-- BEGIN DATA SUPPLIED --

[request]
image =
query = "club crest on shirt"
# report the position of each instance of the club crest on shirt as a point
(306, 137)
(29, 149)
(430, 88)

-- END DATA SUPPLIED --

Rewrite the records with "club crest" swapped for "team badge" at every occurrence, leaving everything else unchanged.

[request]
image =
query = "team badge on shirt"
# report the position of each instance of the team badge on shirt as a point
(306, 137)
(29, 149)
(430, 88)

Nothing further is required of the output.